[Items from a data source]
========

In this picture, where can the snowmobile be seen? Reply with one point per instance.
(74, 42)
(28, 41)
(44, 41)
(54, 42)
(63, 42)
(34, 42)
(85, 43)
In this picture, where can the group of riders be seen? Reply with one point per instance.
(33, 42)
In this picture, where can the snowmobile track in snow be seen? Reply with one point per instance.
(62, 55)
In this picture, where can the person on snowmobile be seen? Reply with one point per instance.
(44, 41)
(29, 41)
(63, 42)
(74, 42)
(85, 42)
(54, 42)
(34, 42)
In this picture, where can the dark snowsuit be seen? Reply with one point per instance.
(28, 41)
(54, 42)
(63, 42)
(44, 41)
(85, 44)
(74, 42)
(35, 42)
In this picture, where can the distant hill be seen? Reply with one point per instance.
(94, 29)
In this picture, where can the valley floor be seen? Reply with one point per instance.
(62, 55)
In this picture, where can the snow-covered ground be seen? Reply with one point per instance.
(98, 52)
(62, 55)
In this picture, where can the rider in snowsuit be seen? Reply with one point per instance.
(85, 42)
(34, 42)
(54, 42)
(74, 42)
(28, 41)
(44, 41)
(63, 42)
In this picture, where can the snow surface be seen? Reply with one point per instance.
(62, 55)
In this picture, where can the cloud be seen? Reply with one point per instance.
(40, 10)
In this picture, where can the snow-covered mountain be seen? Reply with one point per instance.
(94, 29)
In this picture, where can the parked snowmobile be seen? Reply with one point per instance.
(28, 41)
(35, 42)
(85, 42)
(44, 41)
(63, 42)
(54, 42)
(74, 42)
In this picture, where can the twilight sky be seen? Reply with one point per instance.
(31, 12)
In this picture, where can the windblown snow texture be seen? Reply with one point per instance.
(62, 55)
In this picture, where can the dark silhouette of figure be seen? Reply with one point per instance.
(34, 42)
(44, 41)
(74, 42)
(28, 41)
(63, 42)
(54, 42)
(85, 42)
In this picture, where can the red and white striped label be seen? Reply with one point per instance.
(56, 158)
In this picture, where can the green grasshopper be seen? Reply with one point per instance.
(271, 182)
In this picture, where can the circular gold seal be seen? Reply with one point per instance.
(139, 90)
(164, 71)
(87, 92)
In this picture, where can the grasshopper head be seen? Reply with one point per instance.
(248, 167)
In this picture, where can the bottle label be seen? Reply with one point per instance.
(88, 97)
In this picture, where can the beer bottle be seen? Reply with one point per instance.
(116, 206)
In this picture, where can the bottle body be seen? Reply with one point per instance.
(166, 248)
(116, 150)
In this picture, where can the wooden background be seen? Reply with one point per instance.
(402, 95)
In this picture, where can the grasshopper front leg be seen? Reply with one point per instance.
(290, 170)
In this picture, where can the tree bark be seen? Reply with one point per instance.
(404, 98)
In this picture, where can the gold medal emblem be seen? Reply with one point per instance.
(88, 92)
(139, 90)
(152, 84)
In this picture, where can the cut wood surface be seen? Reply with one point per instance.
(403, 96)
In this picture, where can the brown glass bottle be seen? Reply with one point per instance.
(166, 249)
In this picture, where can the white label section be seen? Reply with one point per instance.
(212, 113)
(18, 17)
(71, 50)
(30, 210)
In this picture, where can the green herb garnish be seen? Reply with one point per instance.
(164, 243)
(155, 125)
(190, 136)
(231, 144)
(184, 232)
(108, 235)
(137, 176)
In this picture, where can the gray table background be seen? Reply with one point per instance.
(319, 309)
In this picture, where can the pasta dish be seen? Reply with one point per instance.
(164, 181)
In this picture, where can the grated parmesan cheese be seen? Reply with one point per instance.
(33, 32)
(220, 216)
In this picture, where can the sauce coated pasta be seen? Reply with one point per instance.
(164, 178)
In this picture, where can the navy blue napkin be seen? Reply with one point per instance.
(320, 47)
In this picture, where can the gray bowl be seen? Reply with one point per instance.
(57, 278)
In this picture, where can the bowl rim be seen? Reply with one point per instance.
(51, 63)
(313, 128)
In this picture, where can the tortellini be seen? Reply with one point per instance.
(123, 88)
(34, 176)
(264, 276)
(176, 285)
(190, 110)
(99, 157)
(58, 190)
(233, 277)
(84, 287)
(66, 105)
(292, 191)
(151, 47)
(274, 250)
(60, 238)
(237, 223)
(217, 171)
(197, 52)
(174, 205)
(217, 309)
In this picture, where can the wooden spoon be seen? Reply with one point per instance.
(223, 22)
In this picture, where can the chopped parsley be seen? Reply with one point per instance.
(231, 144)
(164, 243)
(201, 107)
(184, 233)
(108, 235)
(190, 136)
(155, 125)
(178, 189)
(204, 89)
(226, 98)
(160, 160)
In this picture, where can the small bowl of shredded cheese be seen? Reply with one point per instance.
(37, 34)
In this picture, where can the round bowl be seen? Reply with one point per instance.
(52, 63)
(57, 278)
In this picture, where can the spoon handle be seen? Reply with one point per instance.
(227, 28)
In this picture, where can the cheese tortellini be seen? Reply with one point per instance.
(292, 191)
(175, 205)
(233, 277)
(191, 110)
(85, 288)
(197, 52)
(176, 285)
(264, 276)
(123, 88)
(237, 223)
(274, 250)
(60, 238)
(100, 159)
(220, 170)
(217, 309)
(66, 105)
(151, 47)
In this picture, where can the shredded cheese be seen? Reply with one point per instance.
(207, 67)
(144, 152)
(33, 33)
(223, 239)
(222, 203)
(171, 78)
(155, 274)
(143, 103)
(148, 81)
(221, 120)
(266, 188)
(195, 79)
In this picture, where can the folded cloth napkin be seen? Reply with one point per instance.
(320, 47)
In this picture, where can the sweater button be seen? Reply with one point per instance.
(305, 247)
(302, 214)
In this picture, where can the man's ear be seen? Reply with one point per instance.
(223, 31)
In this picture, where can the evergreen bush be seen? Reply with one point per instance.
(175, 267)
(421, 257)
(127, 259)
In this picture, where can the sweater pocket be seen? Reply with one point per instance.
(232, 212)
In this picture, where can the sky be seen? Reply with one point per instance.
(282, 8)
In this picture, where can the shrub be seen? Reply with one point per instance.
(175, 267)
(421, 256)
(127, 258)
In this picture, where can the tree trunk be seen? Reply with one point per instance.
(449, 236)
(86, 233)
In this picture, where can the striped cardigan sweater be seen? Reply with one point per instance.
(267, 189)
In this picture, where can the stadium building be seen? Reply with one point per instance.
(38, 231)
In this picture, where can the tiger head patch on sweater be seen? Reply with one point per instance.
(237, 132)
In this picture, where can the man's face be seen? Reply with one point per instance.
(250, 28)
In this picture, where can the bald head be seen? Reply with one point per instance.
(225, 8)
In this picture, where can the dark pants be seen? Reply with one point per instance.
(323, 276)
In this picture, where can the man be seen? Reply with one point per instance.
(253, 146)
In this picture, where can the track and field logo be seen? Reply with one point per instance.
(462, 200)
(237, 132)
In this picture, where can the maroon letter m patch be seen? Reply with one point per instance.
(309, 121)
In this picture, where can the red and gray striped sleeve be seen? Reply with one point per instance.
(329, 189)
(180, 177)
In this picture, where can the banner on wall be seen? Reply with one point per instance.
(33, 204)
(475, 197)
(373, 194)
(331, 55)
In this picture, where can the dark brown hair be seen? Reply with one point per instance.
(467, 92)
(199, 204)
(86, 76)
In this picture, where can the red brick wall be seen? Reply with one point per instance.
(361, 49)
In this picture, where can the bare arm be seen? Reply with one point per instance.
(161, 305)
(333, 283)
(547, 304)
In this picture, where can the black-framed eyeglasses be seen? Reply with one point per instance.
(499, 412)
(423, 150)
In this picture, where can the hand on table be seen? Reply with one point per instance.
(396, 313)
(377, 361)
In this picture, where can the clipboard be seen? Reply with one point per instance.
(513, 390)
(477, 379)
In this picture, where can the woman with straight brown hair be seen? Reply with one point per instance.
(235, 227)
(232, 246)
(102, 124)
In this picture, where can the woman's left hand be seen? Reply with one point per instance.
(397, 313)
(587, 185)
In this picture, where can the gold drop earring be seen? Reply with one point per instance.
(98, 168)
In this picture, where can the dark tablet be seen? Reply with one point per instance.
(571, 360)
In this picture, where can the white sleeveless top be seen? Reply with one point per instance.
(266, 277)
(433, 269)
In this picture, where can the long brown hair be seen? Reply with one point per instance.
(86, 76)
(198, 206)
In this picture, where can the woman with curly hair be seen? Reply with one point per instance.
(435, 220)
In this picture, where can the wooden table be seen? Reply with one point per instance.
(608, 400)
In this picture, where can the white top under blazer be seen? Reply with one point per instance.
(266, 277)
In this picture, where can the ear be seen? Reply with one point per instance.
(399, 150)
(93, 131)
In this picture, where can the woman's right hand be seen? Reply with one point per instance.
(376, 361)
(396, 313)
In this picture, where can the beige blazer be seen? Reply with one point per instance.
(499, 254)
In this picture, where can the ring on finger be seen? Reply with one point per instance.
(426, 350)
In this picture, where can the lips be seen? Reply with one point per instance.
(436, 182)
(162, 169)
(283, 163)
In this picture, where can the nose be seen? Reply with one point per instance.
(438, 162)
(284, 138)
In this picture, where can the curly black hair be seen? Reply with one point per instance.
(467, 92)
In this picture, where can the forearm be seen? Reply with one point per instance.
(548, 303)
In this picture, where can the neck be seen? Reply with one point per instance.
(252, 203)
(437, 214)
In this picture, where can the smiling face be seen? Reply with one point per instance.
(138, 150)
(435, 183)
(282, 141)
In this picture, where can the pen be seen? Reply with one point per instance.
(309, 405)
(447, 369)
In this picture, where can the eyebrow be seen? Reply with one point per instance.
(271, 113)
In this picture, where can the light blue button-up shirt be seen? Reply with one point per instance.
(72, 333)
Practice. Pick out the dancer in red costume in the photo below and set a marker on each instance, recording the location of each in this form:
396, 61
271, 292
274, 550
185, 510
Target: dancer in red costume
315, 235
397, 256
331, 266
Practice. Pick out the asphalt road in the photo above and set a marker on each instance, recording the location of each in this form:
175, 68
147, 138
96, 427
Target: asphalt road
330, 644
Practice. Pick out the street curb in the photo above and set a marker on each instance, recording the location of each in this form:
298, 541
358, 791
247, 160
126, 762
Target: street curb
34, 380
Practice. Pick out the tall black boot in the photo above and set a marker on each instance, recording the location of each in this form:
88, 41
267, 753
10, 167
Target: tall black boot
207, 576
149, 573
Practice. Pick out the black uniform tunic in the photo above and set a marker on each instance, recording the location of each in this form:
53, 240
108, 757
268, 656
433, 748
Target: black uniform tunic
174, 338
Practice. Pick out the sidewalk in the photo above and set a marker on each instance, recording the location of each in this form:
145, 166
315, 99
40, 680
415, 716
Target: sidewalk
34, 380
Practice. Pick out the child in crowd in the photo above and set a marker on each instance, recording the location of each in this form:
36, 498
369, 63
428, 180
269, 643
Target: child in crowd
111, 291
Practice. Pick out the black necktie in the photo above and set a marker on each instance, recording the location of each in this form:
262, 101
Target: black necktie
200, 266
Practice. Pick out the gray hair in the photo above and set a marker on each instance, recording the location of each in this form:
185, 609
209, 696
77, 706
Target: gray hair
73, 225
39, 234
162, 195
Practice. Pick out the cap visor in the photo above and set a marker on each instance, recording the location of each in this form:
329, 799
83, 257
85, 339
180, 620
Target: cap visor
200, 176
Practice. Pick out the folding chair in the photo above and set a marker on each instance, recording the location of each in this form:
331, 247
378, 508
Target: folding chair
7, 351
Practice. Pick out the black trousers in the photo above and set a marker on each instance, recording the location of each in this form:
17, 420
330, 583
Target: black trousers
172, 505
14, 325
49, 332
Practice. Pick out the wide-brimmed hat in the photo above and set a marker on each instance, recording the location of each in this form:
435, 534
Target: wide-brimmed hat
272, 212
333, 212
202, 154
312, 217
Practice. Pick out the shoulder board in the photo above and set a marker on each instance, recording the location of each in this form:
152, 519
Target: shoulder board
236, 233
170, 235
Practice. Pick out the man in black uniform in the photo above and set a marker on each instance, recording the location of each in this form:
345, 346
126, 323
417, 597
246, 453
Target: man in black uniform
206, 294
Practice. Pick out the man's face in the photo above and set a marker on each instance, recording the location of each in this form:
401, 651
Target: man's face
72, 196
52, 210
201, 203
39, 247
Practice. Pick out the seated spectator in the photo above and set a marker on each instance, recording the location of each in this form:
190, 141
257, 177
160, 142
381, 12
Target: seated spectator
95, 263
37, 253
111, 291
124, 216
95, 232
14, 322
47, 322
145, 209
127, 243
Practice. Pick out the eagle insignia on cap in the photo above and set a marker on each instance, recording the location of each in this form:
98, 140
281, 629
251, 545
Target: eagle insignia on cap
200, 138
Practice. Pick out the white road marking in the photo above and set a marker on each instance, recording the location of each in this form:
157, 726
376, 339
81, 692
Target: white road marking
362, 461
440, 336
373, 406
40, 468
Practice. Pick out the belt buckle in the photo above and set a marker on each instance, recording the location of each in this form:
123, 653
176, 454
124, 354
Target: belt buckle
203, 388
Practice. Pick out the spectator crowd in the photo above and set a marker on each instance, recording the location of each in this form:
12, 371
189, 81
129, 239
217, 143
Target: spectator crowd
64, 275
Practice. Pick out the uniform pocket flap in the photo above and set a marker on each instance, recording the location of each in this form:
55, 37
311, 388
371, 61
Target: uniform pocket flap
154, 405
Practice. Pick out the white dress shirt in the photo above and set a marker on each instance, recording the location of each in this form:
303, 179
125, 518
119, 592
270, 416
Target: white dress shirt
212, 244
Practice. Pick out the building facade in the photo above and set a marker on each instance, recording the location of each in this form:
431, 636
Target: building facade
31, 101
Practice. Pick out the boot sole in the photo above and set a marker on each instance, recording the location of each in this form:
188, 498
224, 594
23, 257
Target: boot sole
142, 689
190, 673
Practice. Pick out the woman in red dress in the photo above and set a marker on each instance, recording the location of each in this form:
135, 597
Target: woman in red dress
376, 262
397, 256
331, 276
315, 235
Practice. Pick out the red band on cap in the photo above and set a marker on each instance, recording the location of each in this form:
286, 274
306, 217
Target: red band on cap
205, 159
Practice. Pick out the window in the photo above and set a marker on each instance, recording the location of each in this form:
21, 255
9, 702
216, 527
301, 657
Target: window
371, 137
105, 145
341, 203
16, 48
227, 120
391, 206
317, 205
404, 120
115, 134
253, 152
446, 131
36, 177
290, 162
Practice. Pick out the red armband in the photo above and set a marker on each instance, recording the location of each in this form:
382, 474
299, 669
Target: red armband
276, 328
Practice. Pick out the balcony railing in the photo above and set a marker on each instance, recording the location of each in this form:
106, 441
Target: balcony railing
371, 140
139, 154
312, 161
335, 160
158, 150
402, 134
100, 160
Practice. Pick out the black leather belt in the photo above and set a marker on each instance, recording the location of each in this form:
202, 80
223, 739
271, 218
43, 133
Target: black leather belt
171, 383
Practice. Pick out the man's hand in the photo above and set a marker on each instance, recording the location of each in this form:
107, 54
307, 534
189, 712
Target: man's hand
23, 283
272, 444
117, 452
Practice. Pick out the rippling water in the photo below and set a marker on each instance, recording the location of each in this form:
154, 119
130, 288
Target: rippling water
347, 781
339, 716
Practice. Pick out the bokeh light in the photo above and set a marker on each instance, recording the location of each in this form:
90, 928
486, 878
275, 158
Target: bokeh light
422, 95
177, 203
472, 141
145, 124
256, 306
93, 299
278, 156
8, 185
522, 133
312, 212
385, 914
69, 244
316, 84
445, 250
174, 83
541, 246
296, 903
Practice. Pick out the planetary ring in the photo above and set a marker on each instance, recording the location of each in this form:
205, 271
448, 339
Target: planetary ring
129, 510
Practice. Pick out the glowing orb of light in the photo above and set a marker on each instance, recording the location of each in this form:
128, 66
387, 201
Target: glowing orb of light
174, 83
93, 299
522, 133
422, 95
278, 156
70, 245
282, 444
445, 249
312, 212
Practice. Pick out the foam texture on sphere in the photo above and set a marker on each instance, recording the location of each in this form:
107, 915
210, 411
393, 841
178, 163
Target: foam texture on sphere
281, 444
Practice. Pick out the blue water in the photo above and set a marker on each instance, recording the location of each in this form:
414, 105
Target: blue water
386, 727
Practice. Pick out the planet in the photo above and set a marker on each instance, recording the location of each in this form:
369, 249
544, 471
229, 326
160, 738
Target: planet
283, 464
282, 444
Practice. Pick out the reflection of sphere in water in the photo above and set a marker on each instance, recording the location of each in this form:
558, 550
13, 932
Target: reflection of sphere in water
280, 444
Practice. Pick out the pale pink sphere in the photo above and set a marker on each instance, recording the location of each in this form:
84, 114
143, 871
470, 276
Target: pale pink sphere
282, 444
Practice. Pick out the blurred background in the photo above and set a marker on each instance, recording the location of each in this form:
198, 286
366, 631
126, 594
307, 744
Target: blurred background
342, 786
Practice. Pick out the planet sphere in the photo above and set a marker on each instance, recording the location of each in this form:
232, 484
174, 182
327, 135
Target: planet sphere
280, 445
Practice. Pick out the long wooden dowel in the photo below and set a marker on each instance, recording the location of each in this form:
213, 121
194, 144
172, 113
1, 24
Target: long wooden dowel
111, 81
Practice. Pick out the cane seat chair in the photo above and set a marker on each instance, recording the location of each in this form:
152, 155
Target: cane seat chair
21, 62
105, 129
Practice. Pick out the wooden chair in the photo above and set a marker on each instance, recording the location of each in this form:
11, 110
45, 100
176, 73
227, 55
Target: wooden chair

========

Exercise — Within the records above, find every line containing "below" and report only how many there are.

Task solution — 3